(WHAT TO PRODUCE): Can you repeat the rows below verbatim, from the very first line through the line that contains "32 119 L 53"?

Stored data

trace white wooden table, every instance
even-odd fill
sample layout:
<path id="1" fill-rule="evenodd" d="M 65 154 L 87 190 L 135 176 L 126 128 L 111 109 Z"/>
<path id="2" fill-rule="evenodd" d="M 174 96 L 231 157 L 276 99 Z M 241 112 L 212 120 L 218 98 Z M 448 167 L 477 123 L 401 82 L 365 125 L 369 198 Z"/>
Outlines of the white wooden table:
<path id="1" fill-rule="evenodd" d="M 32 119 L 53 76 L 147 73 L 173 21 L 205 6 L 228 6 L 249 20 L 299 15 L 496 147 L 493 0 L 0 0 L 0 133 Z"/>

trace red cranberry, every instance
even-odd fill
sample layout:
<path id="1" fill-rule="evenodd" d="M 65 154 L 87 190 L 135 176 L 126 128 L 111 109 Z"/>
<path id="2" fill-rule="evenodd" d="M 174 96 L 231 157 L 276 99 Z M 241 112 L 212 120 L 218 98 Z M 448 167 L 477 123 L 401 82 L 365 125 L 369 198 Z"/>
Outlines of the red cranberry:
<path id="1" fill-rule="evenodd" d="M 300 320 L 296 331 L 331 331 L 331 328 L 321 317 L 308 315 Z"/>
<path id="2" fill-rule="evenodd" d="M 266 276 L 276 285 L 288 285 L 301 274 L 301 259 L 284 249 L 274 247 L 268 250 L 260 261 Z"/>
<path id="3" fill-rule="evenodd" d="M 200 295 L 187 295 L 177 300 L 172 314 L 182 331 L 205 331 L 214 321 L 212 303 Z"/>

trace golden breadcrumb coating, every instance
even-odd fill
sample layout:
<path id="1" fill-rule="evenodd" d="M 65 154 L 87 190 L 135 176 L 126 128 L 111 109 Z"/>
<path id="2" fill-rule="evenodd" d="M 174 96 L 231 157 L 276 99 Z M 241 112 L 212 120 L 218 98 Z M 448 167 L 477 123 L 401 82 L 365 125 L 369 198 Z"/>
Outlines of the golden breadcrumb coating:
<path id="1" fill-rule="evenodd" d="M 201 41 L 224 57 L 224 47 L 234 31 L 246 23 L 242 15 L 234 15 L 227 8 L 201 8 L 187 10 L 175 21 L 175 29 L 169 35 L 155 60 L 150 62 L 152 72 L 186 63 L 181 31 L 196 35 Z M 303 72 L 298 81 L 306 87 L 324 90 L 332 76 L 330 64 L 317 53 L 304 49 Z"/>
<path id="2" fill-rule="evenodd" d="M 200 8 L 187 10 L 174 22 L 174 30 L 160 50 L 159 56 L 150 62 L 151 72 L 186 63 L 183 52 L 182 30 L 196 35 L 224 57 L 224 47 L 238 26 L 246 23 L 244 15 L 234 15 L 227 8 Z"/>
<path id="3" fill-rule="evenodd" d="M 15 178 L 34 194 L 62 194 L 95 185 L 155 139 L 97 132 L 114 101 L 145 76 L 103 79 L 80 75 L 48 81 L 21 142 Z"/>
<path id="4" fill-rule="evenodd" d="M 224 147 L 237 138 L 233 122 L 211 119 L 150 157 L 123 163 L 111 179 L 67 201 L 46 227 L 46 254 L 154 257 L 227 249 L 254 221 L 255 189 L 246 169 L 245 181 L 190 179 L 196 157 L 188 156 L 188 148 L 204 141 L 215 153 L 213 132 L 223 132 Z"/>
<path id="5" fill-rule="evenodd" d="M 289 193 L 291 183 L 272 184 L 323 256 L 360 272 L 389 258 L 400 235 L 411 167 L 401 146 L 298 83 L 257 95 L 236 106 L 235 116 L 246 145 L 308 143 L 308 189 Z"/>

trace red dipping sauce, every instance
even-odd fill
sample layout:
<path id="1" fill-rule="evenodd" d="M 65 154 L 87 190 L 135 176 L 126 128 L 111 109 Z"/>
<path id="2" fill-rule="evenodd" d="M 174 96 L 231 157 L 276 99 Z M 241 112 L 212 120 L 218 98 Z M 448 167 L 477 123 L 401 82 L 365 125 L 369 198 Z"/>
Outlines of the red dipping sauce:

(TASK RESULT):
trace white wooden table, every instance
even-odd fill
sample layout:
<path id="1" fill-rule="evenodd" d="M 65 154 L 87 190 L 135 176 L 126 128 L 111 109 Z"/>
<path id="2" fill-rule="evenodd" d="M 174 96 L 231 157 L 276 99 Z M 241 112 L 212 120 L 218 98 Z M 448 167 L 477 123 L 401 82 L 365 125 L 369 198 Z"/>
Outlines of the white wooden table:
<path id="1" fill-rule="evenodd" d="M 32 119 L 53 76 L 147 73 L 173 21 L 205 6 L 228 6 L 249 20 L 299 15 L 496 147 L 493 0 L 0 0 L 0 133 Z"/>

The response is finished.